§ **REQUIRED TASK**:
Pick out every line in the material below that contains the word "window" and copy each one in full. Case counts.

[BEGIN PROVIDED ENTRIES]

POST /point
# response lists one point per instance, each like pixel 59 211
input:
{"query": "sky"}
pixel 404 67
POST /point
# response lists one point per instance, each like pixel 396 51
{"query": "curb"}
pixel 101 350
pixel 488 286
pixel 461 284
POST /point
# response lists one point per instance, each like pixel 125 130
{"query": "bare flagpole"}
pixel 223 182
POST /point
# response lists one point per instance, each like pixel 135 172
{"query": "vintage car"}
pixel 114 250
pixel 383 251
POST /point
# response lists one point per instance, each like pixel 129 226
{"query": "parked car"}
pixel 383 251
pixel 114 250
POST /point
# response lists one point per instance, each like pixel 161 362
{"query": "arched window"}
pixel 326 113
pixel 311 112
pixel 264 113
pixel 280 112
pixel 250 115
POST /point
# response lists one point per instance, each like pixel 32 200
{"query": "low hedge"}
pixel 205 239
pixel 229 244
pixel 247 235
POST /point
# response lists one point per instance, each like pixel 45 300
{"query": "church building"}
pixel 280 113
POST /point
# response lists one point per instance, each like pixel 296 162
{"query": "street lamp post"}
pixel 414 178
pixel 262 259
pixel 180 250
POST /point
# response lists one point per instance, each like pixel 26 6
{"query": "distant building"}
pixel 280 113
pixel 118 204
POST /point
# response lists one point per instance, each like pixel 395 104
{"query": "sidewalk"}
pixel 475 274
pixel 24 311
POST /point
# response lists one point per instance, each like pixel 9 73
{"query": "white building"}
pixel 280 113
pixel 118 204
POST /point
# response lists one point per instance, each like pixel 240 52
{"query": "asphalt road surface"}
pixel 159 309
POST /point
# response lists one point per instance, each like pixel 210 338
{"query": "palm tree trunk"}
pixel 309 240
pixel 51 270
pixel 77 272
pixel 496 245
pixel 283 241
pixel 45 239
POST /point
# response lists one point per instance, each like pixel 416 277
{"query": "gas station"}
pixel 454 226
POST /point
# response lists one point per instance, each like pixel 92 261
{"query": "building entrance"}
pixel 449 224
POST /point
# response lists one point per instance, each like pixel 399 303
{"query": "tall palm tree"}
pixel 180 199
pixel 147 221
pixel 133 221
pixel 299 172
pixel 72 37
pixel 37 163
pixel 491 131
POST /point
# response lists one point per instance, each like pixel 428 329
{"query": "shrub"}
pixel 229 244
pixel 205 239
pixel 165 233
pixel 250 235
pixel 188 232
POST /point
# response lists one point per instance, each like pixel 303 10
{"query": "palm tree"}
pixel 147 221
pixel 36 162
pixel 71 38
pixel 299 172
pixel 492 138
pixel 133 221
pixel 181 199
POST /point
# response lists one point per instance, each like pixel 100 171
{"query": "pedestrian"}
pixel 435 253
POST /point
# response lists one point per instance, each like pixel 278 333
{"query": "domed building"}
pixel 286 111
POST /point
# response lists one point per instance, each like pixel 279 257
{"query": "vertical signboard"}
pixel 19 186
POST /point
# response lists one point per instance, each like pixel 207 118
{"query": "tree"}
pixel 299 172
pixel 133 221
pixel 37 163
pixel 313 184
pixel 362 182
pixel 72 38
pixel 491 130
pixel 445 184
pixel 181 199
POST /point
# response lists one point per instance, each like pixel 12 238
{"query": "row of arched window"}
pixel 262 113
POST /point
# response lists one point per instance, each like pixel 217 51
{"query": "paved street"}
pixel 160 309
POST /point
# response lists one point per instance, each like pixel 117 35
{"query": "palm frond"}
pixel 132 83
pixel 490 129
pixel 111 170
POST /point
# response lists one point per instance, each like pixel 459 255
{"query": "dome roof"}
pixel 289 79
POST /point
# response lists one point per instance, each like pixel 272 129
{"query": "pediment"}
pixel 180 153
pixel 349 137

[END PROVIDED ENTRIES]
[BEGIN PROVIDED ENTRIES]

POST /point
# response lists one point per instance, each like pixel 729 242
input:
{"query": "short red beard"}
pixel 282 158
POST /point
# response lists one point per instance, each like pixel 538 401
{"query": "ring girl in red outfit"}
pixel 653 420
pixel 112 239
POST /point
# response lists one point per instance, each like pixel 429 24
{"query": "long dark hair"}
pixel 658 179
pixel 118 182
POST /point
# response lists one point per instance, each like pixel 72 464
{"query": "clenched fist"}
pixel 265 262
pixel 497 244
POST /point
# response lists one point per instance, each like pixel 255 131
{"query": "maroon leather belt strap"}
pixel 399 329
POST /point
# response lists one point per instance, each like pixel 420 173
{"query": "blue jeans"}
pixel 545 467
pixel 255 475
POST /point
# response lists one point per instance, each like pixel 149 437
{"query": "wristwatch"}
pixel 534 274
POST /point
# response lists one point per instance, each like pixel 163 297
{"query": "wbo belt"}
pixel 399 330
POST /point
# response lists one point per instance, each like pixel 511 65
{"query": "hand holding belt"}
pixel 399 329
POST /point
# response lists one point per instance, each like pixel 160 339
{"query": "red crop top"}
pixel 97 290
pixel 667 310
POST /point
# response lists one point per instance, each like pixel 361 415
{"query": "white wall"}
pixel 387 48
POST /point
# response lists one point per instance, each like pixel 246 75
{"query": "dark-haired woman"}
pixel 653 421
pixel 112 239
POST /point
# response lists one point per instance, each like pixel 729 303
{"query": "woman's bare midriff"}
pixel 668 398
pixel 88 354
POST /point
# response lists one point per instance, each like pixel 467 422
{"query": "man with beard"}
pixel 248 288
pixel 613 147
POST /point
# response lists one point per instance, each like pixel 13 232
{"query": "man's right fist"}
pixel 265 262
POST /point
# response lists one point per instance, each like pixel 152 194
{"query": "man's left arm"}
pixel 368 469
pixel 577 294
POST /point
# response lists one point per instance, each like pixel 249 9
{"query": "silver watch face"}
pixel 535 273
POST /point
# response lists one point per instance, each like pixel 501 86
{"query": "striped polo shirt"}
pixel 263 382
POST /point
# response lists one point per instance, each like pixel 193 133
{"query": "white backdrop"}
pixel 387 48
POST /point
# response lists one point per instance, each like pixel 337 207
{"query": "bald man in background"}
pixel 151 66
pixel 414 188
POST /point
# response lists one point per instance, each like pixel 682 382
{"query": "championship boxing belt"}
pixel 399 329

[END PROVIDED ENTRIES]

§ **WORKED ANSWER**:
{"query": "arched window"}
{"query": "row of arched window"}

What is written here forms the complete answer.